## OBJECTIVE
Starting with the line that contains "the rock in the", reproduce each line through the end of the entries exactly as written.

[Dataset records about object locations]
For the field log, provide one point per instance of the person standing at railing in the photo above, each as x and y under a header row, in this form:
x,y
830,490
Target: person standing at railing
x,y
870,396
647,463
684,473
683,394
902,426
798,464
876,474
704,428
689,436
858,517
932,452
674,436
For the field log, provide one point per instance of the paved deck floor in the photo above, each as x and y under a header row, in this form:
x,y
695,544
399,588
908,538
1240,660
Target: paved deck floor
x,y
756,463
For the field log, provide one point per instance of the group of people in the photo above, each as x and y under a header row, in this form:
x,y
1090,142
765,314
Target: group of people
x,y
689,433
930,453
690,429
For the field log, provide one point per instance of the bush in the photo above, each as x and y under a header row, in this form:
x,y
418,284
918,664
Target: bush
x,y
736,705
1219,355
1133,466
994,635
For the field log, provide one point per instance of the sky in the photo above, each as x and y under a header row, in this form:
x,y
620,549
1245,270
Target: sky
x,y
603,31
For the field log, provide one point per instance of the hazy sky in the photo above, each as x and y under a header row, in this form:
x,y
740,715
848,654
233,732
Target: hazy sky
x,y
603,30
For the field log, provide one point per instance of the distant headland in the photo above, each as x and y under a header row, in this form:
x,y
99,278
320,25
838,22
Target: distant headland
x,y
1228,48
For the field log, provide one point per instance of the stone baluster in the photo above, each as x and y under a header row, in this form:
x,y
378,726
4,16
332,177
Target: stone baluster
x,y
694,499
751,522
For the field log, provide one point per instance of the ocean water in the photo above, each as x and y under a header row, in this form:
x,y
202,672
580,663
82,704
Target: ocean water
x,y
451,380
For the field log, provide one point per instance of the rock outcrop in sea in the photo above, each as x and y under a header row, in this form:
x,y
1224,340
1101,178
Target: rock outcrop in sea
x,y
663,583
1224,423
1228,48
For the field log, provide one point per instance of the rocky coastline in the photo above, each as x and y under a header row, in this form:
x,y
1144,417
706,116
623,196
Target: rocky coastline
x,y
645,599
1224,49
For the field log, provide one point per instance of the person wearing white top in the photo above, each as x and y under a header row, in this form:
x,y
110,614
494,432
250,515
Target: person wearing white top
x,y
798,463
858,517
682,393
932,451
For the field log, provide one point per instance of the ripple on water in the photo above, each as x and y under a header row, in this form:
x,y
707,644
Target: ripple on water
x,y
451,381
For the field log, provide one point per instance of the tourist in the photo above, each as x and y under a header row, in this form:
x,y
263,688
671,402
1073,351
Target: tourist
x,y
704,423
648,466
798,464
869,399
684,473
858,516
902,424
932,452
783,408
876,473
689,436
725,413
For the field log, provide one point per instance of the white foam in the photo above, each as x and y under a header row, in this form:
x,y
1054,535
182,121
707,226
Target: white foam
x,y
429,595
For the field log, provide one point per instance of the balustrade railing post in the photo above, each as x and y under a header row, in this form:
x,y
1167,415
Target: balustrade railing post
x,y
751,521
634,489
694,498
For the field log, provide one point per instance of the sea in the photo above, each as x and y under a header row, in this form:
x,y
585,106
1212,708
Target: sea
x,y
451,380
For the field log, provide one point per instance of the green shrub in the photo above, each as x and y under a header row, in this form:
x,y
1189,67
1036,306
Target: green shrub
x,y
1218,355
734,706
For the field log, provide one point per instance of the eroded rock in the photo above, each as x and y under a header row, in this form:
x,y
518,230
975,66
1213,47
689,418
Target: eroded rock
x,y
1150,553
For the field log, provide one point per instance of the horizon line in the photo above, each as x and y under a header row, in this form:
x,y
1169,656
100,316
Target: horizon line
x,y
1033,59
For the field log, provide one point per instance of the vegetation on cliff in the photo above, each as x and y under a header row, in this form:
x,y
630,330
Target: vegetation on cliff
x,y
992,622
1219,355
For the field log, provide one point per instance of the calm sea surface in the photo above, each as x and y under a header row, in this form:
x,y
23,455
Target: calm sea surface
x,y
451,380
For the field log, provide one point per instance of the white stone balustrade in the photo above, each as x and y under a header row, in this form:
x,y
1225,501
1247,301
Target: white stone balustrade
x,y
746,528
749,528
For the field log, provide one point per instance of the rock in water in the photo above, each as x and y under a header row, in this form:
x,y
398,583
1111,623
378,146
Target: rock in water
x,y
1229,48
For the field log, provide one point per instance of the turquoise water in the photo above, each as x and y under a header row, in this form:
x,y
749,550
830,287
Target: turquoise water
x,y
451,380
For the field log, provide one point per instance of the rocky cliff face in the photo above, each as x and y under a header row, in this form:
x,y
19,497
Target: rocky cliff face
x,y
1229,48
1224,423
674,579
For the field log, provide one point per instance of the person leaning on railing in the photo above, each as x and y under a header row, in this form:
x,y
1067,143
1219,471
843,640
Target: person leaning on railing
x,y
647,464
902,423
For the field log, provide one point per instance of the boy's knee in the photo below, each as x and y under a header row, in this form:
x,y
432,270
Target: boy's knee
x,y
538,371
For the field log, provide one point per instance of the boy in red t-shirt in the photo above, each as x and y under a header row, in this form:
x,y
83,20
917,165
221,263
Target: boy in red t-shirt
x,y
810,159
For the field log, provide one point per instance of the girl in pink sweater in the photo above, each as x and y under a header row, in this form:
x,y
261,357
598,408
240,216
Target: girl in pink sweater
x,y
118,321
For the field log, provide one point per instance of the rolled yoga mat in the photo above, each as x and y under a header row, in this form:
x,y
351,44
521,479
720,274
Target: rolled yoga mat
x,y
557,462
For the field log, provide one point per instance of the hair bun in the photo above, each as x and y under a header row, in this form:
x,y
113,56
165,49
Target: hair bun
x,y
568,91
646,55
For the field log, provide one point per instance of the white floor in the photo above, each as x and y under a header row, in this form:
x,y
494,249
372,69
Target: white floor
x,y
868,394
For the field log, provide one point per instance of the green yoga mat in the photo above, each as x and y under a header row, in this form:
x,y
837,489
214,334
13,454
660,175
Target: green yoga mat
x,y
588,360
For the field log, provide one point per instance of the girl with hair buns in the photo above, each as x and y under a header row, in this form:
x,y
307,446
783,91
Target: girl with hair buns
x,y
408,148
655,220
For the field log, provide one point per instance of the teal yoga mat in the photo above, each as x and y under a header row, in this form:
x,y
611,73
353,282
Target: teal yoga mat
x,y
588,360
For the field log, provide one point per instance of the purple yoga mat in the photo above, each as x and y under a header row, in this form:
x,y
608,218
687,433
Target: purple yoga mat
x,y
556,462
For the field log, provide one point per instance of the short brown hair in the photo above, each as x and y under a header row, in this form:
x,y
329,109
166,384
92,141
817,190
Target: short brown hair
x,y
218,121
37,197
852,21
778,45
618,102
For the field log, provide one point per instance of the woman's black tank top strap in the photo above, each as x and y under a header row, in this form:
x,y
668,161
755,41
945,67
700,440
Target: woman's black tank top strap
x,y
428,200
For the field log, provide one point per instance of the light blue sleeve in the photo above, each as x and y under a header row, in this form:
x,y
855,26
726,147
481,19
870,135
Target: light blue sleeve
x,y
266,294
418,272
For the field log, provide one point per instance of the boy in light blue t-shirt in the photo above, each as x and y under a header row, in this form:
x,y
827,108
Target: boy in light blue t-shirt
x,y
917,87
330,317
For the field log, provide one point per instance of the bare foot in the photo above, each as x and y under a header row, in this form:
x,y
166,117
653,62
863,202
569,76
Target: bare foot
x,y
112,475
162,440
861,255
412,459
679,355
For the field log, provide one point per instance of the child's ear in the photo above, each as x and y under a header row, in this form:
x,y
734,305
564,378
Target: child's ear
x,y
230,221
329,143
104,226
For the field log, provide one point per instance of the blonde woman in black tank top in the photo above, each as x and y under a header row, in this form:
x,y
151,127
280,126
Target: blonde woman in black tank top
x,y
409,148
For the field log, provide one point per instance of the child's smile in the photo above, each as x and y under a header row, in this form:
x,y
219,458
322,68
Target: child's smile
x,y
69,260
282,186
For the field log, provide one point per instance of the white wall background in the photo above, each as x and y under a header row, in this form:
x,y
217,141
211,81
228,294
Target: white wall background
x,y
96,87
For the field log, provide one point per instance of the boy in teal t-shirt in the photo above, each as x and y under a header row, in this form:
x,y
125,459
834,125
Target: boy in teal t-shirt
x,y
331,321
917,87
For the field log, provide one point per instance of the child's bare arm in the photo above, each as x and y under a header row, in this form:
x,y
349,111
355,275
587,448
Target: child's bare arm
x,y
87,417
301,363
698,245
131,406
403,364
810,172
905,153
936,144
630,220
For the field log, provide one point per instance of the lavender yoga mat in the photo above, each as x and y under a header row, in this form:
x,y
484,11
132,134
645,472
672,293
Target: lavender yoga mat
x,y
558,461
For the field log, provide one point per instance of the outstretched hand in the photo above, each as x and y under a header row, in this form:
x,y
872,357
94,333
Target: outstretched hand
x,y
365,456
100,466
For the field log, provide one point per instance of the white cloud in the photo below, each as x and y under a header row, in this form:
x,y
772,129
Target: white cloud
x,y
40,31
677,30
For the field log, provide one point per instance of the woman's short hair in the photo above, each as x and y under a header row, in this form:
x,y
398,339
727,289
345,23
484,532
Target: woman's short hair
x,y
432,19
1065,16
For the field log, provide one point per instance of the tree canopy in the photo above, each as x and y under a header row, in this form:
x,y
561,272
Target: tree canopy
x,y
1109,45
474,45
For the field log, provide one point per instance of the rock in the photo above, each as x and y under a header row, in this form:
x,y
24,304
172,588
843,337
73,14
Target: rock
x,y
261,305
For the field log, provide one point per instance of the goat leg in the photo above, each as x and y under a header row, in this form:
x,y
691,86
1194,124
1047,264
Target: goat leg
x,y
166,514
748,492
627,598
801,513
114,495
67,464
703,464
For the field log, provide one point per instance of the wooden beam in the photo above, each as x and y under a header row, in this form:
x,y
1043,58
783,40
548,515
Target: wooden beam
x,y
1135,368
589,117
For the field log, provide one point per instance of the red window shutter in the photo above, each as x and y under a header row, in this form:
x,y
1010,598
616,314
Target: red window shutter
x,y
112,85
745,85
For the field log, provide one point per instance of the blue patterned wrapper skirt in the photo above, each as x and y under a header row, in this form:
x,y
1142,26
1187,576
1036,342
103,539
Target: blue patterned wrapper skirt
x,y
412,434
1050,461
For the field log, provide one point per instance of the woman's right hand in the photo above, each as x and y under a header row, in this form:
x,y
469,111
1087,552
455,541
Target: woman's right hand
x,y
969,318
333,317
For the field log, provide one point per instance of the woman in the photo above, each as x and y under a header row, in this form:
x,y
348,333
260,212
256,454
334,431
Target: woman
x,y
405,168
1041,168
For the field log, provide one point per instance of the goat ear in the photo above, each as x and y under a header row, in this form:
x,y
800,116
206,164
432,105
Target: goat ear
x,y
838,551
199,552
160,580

## WRITTEN ANSWER
For the field log, provide one point per instance of the rock in the photo above, each as x and y under a header row, in this form:
x,y
24,304
172,588
843,337
73,14
Target: rock
x,y
261,305
For the field log, provide one point per instance of the goat leg in the photo above, each as x and y under a header row, in this form:
x,y
691,86
1194,124
1047,264
Target: goat leg
x,y
166,514
748,492
627,598
801,513
114,495
67,464
703,464
For the field log, provide one point per instance of the wooden beam in the photo above, each as x and y under a header row, in this form:
x,y
1043,58
783,40
548,515
Target: wooden beam
x,y
1135,368
589,117
For the field log, provide one point per instance of the red window shutter in the photo above, each as x and y under a header row, in this form:
x,y
1010,598
616,314
Target: red window shutter
x,y
112,85
745,85
For the field log, provide one point per instance of the blue patterned wrapper skirt in the photo above, each as x and y under a header row, in this form:
x,y
1142,26
1187,576
1036,342
103,539
Target: blue patterned wrapper skirt
x,y
412,434
1050,461
For the field log, provide one point per instance of the woman's right hand in the photo above, each as x and y under a header row, in this form:
x,y
469,111
1087,552
455,541
Target: woman's right hand
x,y
969,318
333,317
For the field log, provide one point per instance of the woman in the photo above, each as x and y under a header row, in this form:
x,y
348,333
260,212
256,454
334,431
Target: woman
x,y
405,168
1041,168
For the field log, provide one point per instance of the goat ear in the photo above, each as x and y under a header row, in this form:
x,y
800,116
206,164
432,105
Target: goat ear
x,y
838,551
199,552
160,580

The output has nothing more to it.